TASK PROMPT: In this exercise, copy exactly the lines from the one that contains "Where can the blonde" through the end of the entries below; pictures are not copied.

(Excerpts from point annotation data)
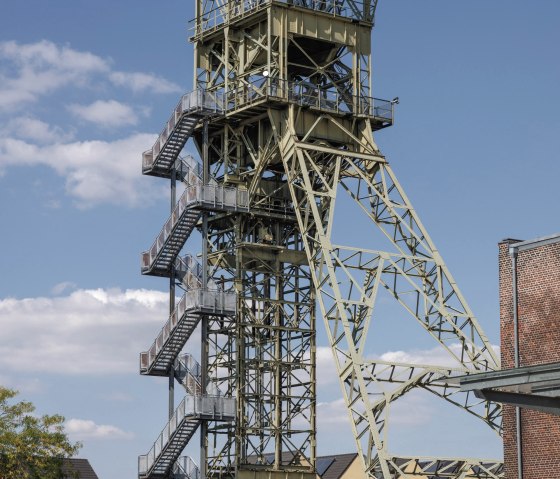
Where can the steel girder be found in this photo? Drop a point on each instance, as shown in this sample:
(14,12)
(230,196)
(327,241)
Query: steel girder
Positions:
(296,160)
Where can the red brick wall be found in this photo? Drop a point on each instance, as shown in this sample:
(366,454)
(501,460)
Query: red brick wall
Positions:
(538,291)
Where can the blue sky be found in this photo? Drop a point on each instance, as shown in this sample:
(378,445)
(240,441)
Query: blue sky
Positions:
(85,87)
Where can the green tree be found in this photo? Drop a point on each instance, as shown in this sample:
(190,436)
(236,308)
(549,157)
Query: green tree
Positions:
(31,447)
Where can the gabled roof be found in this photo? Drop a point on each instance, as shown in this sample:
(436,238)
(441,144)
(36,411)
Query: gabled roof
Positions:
(80,468)
(335,465)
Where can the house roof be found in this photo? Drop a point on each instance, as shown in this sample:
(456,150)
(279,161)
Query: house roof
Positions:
(334,466)
(78,467)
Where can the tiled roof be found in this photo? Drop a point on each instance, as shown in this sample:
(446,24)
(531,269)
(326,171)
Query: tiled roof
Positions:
(80,468)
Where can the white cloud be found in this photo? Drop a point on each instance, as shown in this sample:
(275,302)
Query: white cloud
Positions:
(94,171)
(29,128)
(80,429)
(28,71)
(139,82)
(436,356)
(109,113)
(413,409)
(63,287)
(89,332)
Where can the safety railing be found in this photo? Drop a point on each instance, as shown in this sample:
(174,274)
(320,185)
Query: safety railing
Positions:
(190,270)
(196,101)
(216,197)
(185,468)
(308,95)
(188,371)
(189,170)
(193,301)
(204,196)
(193,408)
(218,17)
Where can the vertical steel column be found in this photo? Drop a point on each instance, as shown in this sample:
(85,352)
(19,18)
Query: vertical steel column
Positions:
(204,320)
(172,292)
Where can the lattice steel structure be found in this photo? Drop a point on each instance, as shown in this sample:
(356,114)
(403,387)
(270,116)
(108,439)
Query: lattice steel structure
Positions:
(282,118)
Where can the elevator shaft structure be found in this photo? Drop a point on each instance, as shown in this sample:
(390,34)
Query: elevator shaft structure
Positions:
(282,118)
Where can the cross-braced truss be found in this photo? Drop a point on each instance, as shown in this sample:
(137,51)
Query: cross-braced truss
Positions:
(282,118)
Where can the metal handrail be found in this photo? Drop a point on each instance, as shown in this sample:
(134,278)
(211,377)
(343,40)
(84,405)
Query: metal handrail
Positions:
(194,101)
(218,17)
(185,468)
(307,94)
(216,196)
(191,407)
(192,300)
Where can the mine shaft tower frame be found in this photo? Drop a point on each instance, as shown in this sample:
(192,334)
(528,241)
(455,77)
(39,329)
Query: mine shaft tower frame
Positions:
(282,118)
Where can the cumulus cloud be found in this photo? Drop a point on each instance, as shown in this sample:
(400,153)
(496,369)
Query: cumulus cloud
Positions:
(94,171)
(437,356)
(95,331)
(29,128)
(139,82)
(28,71)
(413,409)
(109,113)
(80,429)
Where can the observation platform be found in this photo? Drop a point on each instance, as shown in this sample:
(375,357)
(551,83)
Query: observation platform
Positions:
(180,326)
(191,109)
(262,92)
(180,429)
(220,17)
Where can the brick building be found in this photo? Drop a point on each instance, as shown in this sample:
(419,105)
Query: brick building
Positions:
(528,385)
(538,319)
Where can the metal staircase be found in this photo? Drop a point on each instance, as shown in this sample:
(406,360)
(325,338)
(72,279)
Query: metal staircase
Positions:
(157,261)
(203,196)
(188,373)
(185,468)
(179,430)
(158,360)
(191,109)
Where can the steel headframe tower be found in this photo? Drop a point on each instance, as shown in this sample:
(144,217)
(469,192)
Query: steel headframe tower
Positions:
(282,118)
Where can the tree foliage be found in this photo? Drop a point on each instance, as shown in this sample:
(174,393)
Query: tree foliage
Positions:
(31,447)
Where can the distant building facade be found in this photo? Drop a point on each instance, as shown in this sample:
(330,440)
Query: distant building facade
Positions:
(538,324)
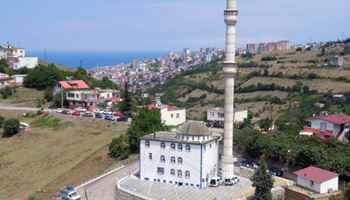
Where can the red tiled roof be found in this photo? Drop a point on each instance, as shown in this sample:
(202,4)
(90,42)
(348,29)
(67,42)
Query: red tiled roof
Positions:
(316,174)
(76,84)
(334,118)
(318,131)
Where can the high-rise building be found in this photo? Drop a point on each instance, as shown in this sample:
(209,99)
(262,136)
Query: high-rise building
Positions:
(230,71)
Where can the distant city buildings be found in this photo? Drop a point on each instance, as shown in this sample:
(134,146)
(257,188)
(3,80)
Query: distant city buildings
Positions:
(16,57)
(142,74)
(267,47)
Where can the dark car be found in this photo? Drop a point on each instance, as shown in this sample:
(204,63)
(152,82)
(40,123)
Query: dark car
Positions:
(65,112)
(98,115)
(88,115)
(109,118)
(276,172)
(122,119)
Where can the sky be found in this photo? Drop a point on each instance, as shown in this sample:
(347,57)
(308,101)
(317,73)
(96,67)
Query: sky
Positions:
(162,25)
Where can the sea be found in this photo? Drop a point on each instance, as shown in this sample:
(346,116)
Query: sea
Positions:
(91,59)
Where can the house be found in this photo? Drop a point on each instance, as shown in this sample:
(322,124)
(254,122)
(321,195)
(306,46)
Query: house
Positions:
(19,79)
(313,183)
(188,157)
(216,116)
(336,61)
(5,81)
(90,99)
(170,115)
(70,85)
(326,126)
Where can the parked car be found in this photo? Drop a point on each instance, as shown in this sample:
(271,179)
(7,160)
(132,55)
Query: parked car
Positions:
(122,119)
(88,114)
(65,112)
(80,109)
(59,110)
(276,171)
(98,111)
(216,181)
(231,181)
(107,112)
(109,118)
(76,113)
(98,115)
(118,114)
(69,193)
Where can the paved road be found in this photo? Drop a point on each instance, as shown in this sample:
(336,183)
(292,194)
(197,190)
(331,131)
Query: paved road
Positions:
(104,188)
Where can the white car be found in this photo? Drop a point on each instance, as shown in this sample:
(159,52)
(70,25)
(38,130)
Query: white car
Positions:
(231,181)
(80,109)
(216,181)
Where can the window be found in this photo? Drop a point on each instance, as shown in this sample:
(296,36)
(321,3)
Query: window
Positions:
(179,147)
(162,158)
(187,174)
(172,160)
(188,147)
(160,171)
(311,183)
(179,173)
(179,160)
(162,145)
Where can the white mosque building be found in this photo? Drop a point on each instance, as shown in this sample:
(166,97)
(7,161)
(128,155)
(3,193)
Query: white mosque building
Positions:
(188,157)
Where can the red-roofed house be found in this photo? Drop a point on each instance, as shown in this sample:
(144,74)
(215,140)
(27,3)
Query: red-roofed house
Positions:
(69,85)
(334,125)
(170,115)
(317,180)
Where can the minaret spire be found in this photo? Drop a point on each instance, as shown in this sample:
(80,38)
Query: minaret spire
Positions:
(230,70)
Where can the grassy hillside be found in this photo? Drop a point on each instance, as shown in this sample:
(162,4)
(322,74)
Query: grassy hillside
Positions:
(55,152)
(262,80)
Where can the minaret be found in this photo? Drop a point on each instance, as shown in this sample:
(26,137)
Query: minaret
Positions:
(230,70)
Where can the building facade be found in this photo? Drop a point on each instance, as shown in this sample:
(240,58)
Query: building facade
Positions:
(188,157)
(170,115)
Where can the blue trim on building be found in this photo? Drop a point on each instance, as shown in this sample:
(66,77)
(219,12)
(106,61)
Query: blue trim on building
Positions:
(200,181)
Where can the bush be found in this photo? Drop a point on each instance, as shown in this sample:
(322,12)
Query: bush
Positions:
(119,147)
(11,127)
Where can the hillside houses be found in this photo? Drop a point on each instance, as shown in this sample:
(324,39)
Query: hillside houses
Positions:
(328,126)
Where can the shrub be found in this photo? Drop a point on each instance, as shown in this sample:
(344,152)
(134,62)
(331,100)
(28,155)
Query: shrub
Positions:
(11,127)
(119,147)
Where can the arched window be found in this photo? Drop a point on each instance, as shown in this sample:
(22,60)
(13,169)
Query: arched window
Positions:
(172,160)
(162,158)
(187,174)
(172,172)
(179,160)
(179,147)
(162,145)
(172,146)
(179,173)
(188,147)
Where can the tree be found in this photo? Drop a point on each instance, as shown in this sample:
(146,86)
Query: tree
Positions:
(43,77)
(11,127)
(2,120)
(6,92)
(146,122)
(263,182)
(119,148)
(126,104)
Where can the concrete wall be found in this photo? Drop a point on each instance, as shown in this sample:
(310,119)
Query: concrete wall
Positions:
(173,118)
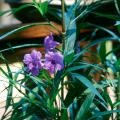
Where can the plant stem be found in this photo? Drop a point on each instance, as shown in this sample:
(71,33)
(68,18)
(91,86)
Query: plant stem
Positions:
(63,43)
(110,90)
(63,24)
(118,94)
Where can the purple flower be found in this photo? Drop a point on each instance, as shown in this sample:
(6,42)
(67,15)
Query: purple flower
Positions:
(53,62)
(33,62)
(49,43)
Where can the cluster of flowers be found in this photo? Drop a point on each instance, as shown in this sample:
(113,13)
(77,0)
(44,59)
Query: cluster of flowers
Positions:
(53,61)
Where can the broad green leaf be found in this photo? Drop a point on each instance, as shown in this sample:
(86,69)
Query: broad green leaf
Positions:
(82,113)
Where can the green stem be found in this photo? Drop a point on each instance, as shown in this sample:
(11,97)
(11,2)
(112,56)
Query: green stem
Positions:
(63,43)
(118,94)
(63,24)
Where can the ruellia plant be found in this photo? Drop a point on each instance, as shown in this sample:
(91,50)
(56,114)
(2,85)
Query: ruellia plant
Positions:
(68,81)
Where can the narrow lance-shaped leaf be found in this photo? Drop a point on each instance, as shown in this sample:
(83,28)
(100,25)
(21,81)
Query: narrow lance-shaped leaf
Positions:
(88,84)
(82,113)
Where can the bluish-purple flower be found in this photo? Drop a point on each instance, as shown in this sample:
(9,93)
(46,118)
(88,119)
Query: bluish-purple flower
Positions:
(53,62)
(49,43)
(33,62)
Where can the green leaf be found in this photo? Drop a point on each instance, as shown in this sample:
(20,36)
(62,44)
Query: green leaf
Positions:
(41,6)
(82,113)
(109,16)
(70,30)
(97,114)
(101,51)
(69,57)
(88,84)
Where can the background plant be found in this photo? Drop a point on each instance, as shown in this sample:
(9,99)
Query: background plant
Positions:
(85,98)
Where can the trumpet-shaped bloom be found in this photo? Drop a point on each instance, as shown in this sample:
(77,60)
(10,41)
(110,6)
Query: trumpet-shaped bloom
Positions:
(49,43)
(53,62)
(33,62)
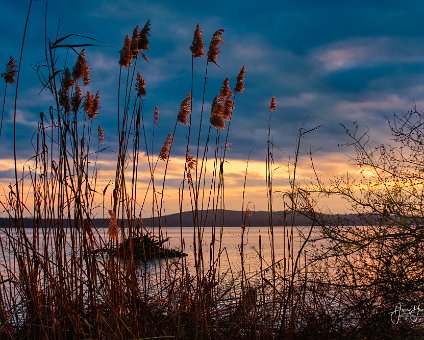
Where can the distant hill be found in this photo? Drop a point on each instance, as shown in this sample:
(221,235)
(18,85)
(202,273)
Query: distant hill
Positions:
(227,218)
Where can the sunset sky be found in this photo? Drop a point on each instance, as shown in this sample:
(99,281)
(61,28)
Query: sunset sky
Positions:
(327,62)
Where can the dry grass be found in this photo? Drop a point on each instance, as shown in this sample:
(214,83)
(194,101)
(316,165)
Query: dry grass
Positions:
(56,284)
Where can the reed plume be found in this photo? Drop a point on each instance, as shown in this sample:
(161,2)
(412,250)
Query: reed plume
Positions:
(113,226)
(217,112)
(140,85)
(240,81)
(76,98)
(217,39)
(100,134)
(156,116)
(166,148)
(228,109)
(134,42)
(9,75)
(81,69)
(143,42)
(225,92)
(191,164)
(185,110)
(67,80)
(125,53)
(273,105)
(64,100)
(92,104)
(197,44)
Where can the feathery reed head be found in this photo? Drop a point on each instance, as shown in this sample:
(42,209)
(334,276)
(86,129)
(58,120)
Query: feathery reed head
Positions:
(134,42)
(166,148)
(113,226)
(64,100)
(100,134)
(228,109)
(67,80)
(240,81)
(217,39)
(197,44)
(125,53)
(9,75)
(225,92)
(140,85)
(185,110)
(92,104)
(273,105)
(217,112)
(76,98)
(156,116)
(143,41)
(81,69)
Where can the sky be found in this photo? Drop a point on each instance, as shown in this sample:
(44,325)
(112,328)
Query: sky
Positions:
(327,63)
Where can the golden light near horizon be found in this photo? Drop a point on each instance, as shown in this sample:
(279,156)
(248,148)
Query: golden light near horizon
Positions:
(235,171)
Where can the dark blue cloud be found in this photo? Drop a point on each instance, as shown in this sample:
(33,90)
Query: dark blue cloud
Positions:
(326,62)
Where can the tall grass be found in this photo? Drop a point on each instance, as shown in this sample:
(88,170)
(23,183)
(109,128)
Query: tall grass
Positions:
(65,277)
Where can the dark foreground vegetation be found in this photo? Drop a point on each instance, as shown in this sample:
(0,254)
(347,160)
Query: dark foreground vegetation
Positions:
(64,279)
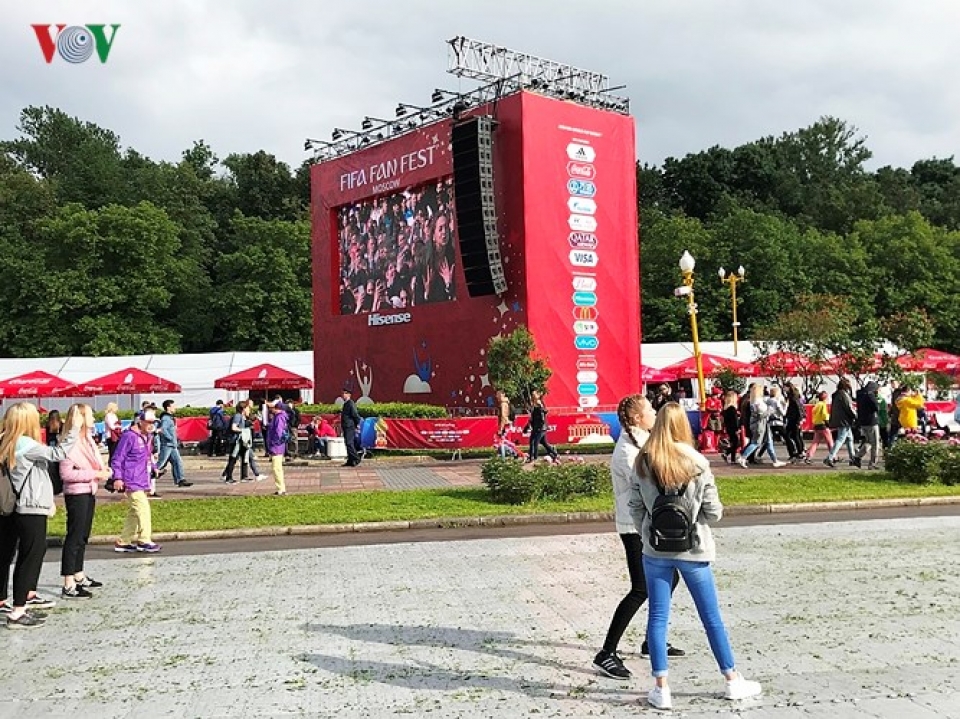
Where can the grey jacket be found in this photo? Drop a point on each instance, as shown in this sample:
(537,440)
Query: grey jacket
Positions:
(31,474)
(701,500)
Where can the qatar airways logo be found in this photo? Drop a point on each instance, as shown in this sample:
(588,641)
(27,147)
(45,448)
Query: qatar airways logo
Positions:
(378,320)
(389,169)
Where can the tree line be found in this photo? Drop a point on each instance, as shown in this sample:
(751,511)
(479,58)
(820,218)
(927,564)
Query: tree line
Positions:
(110,252)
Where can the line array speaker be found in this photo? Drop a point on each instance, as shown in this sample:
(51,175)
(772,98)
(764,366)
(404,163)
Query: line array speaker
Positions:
(476,212)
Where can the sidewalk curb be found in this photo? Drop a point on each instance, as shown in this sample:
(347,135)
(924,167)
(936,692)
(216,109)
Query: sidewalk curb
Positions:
(507,520)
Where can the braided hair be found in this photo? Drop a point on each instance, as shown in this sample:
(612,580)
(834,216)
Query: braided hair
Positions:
(632,404)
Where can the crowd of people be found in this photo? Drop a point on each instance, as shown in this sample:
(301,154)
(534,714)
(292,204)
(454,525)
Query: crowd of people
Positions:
(398,251)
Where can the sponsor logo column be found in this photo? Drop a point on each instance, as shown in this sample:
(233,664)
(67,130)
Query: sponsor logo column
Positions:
(584,258)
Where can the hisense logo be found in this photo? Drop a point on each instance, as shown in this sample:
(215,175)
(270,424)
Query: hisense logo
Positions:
(376,320)
(75,43)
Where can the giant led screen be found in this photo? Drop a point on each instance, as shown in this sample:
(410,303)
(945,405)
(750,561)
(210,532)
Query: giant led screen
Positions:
(397,251)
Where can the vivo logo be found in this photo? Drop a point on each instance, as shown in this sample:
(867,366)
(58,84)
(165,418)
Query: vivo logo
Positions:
(586,327)
(378,320)
(582,170)
(582,205)
(581,153)
(583,188)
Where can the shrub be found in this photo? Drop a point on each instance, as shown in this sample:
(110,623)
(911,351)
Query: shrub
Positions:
(510,482)
(916,460)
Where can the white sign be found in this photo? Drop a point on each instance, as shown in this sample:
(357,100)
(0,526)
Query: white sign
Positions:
(581,153)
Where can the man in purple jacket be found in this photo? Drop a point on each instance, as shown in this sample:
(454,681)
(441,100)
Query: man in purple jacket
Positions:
(278,434)
(131,464)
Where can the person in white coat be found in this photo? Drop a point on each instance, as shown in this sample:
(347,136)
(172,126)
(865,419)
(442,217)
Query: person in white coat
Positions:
(636,416)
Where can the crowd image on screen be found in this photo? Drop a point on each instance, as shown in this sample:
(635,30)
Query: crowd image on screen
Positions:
(397,251)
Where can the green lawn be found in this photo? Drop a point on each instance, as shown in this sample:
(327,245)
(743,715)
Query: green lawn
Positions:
(236,512)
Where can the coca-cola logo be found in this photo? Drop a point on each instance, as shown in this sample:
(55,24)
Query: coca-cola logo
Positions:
(582,170)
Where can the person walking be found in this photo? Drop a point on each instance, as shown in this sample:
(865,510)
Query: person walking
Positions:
(81,472)
(842,418)
(668,463)
(277,438)
(636,415)
(131,474)
(537,426)
(349,422)
(170,444)
(25,465)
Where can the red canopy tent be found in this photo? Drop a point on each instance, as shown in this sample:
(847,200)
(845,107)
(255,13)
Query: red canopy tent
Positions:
(930,360)
(264,376)
(37,384)
(653,374)
(129,381)
(711,363)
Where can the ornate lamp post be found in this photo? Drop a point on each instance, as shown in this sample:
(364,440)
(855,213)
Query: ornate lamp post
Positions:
(687,264)
(732,280)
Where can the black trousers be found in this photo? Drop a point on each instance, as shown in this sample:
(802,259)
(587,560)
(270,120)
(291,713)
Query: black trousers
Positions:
(349,438)
(630,604)
(32,535)
(8,549)
(80,508)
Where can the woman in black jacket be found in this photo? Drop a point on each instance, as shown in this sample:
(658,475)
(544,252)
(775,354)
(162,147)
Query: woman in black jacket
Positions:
(538,428)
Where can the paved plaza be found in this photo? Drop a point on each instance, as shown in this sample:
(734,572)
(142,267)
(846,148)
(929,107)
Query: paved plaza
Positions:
(843,619)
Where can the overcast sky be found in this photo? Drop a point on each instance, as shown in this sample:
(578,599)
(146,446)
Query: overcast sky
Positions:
(246,75)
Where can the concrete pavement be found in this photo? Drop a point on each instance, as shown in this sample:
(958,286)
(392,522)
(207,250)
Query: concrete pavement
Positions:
(848,619)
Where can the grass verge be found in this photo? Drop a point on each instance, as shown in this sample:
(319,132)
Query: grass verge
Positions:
(188,515)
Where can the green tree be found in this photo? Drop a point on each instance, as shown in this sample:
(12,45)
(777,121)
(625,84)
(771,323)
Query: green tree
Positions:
(515,366)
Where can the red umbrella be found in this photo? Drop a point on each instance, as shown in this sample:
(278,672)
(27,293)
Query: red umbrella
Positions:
(129,381)
(930,360)
(264,376)
(652,374)
(789,363)
(37,384)
(711,363)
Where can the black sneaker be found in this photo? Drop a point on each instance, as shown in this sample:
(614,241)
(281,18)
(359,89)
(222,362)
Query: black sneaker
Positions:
(610,665)
(25,621)
(75,592)
(672,651)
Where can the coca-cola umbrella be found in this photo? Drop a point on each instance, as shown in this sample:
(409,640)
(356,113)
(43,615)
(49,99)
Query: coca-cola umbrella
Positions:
(129,381)
(687,368)
(37,384)
(263,376)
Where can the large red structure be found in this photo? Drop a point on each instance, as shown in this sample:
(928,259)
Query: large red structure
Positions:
(565,188)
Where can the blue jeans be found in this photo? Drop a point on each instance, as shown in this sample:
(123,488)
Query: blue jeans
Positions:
(844,436)
(698,576)
(169,453)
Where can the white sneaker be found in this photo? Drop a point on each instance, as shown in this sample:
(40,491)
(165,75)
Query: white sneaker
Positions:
(659,698)
(741,688)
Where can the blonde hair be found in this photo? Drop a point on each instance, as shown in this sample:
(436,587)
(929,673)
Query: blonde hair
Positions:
(21,420)
(75,409)
(661,458)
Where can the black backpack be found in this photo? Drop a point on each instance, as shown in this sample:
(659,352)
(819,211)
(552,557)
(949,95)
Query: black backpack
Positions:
(671,526)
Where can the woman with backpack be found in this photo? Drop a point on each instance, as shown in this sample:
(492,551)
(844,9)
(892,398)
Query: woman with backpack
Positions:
(636,415)
(81,471)
(25,465)
(674,501)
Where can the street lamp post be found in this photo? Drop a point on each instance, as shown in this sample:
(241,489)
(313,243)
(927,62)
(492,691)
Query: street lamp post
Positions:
(732,280)
(687,263)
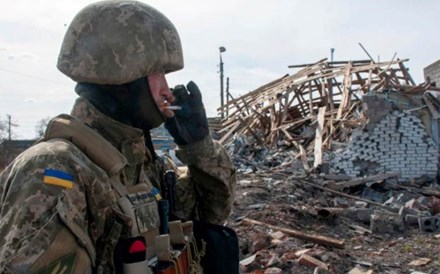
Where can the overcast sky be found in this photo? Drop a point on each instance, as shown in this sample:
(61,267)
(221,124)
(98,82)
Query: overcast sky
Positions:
(261,39)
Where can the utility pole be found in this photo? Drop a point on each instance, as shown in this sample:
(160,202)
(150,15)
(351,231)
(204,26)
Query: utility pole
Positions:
(227,94)
(222,96)
(9,126)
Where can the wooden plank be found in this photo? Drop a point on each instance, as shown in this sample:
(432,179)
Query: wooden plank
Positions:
(318,137)
(303,154)
(323,240)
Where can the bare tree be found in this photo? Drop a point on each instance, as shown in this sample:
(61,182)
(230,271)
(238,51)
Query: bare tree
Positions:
(41,127)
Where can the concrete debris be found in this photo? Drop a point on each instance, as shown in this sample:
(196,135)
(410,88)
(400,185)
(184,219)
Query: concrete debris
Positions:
(337,168)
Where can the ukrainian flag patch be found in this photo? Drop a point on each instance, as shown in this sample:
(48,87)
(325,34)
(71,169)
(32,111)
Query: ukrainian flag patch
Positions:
(58,178)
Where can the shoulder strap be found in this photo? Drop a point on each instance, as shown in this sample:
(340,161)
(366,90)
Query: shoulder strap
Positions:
(99,150)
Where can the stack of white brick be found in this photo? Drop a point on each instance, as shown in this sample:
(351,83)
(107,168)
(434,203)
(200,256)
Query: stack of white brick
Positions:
(399,143)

RESULT OF THE EXERCISE:
Where can the blonde hair be found in this photo? Drop a point on each instance, as shown in this sample:
(436,587)
(929,673)
Query: blonde hair
Positions:
(21,420)
(75,409)
(661,458)
Where can the black backpack be found in this photo? Drop a point on each instance, as shown in this sample:
(659,352)
(819,211)
(552,557)
(949,95)
Query: black backpack
Positions:
(671,526)
Where can the woman with backpack be found in this photo? Drop a point on each instance, as shown in this sample:
(492,551)
(844,9)
(892,398)
Query: woman with backpack
Positions:
(636,415)
(81,471)
(25,465)
(674,501)
Where can the street lamp post be found in this photo? Drop a point on each instance, as shown in this sample:
(241,489)
(313,243)
(927,62)
(492,691)
Query: street lamp post
Positions:
(732,280)
(687,263)
Where can the overcast sky be found in this photo? Drop a point on each instance, as shown in this sample:
(61,267)
(221,124)
(98,82)
Query: overcast sky
Positions:
(261,39)
Where can the utility pole be found in this photo? Drop a point on each instance, as shown in this sample:
(160,202)
(150,15)
(351,231)
(204,26)
Query: utility pole
Positions:
(227,94)
(222,96)
(9,126)
Where can the wooden plank be found in this photo? Drop a point on each instance, as shown in this sample:
(432,179)
Query: wooden plank
Positions:
(318,137)
(303,154)
(323,240)
Where can the bare tree be found in this photo? Drop a point on each instance, as shown in this sample:
(61,182)
(230,271)
(238,51)
Query: bare tree
Positions:
(41,127)
Where can the concrete debris be found in this photo? Drop a point on each instance, as shown in this sample:
(196,135)
(410,88)
(400,185)
(184,219)
Query: concrete debris
Positions:
(337,168)
Where can the ukrainian flag patch be found in this photo? Drop a point on each instance, as shown in this sample:
(48,87)
(325,34)
(71,169)
(32,111)
Query: ukrainian flag patch
Positions:
(58,178)
Where can the shoulder strap be found in this photo? Drop a point on each instance, as shown in this sample:
(340,161)
(366,90)
Query: shoulder strap
Positions:
(99,150)
Where can the stack of white brick be found in this photo? Drop a point on each instance, as shown in this sample:
(351,83)
(107,168)
(434,203)
(200,256)
Query: stack of white brick
Positions:
(399,143)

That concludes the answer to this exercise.